Exercise input:

==============================

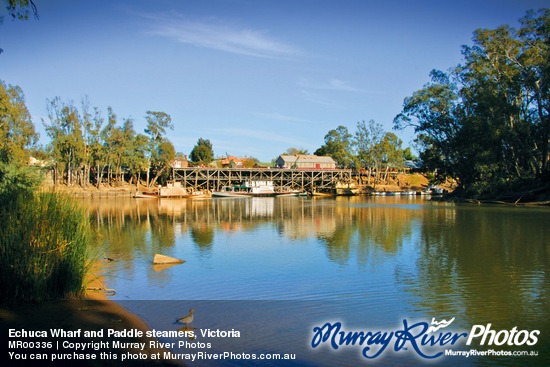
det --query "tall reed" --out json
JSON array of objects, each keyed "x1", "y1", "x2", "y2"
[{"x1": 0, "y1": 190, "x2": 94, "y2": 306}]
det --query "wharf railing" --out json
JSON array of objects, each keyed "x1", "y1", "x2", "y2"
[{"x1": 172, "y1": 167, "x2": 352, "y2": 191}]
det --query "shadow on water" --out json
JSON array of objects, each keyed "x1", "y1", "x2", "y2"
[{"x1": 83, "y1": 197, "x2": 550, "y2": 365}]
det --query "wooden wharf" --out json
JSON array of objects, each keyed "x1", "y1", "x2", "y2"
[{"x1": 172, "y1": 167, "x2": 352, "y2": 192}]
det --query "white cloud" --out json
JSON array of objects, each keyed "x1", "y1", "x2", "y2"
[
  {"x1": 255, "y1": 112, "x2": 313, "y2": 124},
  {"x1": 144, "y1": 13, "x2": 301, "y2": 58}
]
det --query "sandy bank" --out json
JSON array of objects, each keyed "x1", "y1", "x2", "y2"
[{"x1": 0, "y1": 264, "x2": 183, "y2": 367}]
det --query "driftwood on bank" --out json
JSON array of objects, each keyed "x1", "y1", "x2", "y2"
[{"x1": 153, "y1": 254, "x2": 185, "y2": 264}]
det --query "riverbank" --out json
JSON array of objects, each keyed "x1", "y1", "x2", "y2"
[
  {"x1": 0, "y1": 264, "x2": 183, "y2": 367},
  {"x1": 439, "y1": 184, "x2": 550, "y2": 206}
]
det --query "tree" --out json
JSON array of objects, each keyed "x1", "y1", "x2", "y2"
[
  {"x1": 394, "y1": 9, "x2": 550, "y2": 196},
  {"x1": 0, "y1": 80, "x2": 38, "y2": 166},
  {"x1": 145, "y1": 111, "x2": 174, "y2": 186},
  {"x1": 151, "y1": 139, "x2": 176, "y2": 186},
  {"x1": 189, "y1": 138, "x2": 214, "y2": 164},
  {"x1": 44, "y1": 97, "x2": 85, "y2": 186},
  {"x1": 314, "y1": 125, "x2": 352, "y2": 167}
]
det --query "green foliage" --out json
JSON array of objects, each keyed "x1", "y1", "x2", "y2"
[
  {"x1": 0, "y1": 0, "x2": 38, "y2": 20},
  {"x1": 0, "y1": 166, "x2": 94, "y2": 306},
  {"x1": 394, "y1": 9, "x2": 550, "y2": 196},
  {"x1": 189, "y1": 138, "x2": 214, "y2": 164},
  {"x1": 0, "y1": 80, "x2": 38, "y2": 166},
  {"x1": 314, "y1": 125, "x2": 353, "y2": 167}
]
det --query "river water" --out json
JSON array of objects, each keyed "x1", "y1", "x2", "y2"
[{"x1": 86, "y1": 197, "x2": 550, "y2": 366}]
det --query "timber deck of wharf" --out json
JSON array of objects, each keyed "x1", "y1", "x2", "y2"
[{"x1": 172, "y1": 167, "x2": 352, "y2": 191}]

==============================

Directions: Return every line of the rows above that contains the word "water".

Complete response:
det --query "shadow on water" --out json
det --query "river water" --out json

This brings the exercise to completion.